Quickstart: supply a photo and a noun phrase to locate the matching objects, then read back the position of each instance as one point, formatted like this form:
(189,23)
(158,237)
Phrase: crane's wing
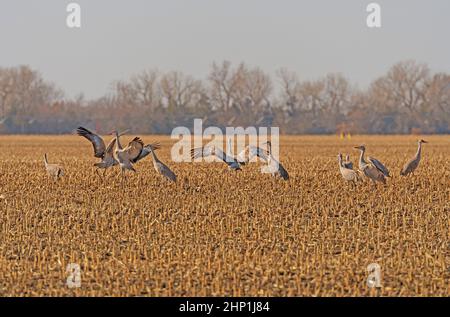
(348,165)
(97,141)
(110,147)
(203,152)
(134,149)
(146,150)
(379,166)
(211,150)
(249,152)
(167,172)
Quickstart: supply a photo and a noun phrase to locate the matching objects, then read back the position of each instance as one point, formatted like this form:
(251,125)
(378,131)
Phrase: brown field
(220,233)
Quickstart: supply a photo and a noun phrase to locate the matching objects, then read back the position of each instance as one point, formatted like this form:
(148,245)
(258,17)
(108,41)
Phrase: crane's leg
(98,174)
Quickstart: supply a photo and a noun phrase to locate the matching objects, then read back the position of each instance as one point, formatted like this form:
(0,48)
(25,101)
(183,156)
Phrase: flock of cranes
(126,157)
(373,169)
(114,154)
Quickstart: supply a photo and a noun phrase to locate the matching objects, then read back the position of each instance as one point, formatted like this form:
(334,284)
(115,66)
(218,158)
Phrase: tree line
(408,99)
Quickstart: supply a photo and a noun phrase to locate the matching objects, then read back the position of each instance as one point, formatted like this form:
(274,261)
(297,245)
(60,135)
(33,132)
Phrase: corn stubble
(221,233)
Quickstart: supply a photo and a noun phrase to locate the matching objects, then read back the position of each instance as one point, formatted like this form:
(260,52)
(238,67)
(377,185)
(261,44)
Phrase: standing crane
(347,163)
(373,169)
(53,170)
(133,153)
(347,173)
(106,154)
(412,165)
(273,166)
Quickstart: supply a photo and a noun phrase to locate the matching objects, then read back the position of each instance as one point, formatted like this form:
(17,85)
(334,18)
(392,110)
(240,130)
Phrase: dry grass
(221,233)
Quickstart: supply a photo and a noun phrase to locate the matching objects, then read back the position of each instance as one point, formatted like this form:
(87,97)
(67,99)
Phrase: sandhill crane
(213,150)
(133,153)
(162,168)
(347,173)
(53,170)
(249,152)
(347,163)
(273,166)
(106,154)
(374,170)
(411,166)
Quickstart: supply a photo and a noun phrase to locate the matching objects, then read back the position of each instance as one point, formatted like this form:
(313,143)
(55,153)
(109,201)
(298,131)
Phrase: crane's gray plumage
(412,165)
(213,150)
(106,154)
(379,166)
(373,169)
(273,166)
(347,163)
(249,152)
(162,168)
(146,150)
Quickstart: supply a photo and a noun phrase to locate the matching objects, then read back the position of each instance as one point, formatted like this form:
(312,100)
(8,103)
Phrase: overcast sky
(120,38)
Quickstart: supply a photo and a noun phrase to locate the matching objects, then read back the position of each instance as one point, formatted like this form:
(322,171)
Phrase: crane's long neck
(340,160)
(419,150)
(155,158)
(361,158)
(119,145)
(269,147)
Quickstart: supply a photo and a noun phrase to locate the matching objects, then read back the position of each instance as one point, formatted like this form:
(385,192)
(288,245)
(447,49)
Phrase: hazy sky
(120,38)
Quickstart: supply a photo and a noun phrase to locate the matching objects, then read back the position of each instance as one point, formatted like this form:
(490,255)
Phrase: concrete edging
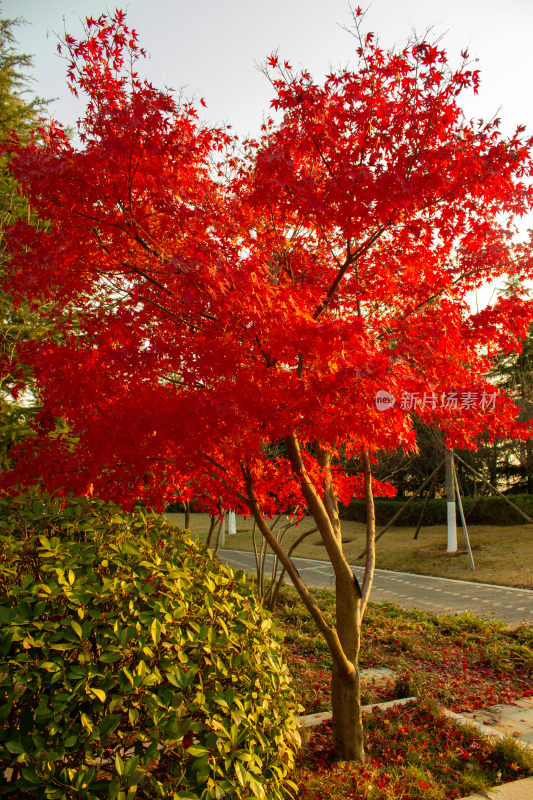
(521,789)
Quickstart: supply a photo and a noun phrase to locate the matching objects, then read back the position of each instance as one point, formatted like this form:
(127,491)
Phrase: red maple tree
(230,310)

──────────────────────────────

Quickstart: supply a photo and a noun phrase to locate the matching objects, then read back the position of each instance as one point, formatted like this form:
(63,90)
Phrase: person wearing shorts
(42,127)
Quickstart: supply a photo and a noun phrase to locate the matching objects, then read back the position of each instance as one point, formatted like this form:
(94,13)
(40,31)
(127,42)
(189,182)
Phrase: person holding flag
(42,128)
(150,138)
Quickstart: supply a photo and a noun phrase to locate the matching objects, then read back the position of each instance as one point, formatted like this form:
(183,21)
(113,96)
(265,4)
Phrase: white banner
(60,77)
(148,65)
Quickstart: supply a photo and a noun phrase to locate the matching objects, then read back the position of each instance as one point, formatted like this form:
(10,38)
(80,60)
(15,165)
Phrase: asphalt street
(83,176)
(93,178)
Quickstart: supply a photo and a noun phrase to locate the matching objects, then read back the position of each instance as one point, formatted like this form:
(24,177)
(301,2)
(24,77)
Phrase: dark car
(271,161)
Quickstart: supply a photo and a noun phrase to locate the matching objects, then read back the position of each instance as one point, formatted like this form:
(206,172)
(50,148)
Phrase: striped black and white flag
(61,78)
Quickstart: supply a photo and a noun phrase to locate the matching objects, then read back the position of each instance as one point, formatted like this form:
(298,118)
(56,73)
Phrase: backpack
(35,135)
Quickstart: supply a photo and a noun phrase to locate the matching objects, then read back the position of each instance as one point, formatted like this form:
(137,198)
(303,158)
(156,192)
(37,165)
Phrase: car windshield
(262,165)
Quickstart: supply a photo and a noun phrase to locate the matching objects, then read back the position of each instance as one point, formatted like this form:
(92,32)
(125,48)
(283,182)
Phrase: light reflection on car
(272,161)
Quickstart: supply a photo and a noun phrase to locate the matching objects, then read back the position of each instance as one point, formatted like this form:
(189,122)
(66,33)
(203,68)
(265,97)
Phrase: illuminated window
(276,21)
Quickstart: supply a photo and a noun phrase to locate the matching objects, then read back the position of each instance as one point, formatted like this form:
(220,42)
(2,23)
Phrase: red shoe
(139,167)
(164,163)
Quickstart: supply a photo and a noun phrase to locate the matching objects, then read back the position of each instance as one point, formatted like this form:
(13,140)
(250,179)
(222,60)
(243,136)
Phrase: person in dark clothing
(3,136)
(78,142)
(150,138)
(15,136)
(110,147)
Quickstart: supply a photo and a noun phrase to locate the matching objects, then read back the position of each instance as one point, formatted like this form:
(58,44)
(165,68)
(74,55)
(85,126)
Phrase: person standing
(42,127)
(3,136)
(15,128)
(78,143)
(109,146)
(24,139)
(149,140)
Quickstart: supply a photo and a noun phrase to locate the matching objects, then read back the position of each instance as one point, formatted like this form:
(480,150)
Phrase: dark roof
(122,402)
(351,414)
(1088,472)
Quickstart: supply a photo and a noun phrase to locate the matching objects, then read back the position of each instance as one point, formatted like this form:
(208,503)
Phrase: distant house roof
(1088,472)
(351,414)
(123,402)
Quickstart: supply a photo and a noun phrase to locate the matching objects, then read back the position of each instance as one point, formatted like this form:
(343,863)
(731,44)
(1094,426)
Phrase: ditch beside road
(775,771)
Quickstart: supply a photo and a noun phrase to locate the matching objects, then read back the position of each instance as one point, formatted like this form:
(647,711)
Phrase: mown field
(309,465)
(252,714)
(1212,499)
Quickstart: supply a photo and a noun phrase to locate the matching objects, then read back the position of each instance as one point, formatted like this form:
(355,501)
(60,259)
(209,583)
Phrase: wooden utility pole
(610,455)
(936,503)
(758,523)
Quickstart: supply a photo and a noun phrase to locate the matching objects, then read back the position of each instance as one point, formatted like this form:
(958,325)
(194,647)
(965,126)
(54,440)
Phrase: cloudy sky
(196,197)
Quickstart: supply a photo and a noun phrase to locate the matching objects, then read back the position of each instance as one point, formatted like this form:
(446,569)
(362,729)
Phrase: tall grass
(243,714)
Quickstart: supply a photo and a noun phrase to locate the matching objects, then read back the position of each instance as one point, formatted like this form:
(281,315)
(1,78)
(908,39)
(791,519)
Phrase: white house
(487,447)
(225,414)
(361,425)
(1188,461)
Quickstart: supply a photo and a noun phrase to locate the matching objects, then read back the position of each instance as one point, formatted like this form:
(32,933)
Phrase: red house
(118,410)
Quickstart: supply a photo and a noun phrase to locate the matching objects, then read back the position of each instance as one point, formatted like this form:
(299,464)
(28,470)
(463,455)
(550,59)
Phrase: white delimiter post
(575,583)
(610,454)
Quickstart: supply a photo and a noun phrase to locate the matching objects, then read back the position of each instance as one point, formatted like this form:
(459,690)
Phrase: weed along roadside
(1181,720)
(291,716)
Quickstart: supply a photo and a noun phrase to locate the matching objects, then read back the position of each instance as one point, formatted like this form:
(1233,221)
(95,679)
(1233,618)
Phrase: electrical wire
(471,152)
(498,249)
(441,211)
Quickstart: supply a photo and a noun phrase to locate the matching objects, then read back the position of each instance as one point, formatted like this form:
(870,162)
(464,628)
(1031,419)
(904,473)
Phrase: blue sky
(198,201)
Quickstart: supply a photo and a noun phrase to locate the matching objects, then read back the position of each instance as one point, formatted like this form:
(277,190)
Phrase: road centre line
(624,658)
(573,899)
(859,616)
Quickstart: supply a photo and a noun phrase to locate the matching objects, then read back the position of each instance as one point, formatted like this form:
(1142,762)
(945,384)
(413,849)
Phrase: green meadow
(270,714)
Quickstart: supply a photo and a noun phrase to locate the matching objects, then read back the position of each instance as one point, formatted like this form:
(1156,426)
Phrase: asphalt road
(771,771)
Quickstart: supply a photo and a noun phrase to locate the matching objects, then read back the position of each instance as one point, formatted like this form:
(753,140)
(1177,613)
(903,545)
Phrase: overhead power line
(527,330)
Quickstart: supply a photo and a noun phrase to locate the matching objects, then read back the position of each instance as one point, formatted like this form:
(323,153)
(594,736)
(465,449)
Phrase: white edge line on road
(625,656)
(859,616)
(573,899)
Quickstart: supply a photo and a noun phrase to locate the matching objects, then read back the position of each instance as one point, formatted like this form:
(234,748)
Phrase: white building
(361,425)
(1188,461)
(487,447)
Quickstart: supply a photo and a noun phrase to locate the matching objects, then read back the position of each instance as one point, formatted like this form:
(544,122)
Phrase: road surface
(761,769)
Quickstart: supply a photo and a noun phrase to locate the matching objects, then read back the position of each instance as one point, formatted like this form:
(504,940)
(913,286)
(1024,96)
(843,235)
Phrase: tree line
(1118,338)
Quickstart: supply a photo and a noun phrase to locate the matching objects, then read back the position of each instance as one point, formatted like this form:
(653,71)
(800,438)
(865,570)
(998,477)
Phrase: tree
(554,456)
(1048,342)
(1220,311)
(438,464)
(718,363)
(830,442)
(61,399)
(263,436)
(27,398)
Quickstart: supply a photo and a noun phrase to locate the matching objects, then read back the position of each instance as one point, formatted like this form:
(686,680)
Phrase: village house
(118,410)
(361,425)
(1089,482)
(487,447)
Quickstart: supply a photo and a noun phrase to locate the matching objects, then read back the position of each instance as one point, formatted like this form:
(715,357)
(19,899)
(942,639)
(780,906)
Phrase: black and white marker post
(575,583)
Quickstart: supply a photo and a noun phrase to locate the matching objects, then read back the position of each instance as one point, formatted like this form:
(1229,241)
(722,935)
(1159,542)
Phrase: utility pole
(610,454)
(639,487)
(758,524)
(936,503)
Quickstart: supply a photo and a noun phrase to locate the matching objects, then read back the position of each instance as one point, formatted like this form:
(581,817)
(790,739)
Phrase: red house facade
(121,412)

──────────────────────────────

Go through the data above and copy out every line that contains the word "field".

Phrase: brown field
Phrase: mown field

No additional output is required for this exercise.